### PETIT EXERCICE A
D'après le texte sur le Junior Ballet à Vaison Danses, pourquoi peut-on dire que le programme exigeant est magnifiquement porté ? Répondez en une à trois phrases.
### PETIT EXERCICE B
Prolongez le texte sur le Junior Ballet à Vaison Danses à partir de sa dernière phrase.

### PAGE
- - -

Après Versailles, Londres et Athènes, le Junior Ballet de l’Opéra National de Paris a réservé à Vaison Danses sa première date française estivale. La soirée en quatre temps regroupe George Balanchine, Maurice Béjart, Annabelle López Ochoa et José Martinez. Un programme exigeant, magnifiquement porté par les dix-huit artistes du Junior Ballet qui démontrent de belles qualités au sein de cette compagnie éphémère, laissant déjà percer de fortes personnalités artistiques.

- - -

### MATÉRIEL FOURNI

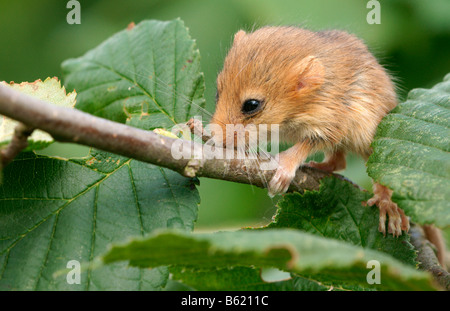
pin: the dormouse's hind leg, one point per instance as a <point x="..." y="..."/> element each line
<point x="333" y="162"/>
<point x="398" y="221"/>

- - -

### RÉPONSE ATTENDUE A
Les dix-huit artistes du Junior Ballet montrent de belles qualités au sein de cette compagnie éphémère. Ils laissent même déjà percer de fortes personnalités artistiques.

### RÉPONSE ATTENDUE B
Mi Favorita de José Martinez – Junior Ballet de l’Opéra de Paris

 

Après le hip hop de Mourad Merzouki, deuxième escale au festival Vaison Danse pour un tout autre programme : celui du Junior Ballet de l’Opéra de Paris, troupe de jeunes talents qui fête tout juste sa première année d’existence. Ce n’est pas tous les jours que l’on annonce la création d‘une compagnie de ballet. Voulue par le Directeur de la Danse de l’Opéra de Paris José Martinez, le Junior Ballet se propose d’être un trait d’union entre l’École de Danse de l’Opéra de Paris et la compagnie. Les dix-huit danseuses et danseurs sélectionnés parmi 1.000 candidatures bénéficient durant deux ans d’une formation d’excellence, des infrastructures de la troupe, d’un programme dédié et d’une très longue tournée en France et à l’étranger, qui a débuté en juin dernier. Le choix des quatre pièces qui composent le programme, soigneusement sélectionnées par José Martinez, raconte à sa manière une partie de l’histoire de la compagnie et celle de son Directeur de la Danse qui y fut Danseurs Étoile.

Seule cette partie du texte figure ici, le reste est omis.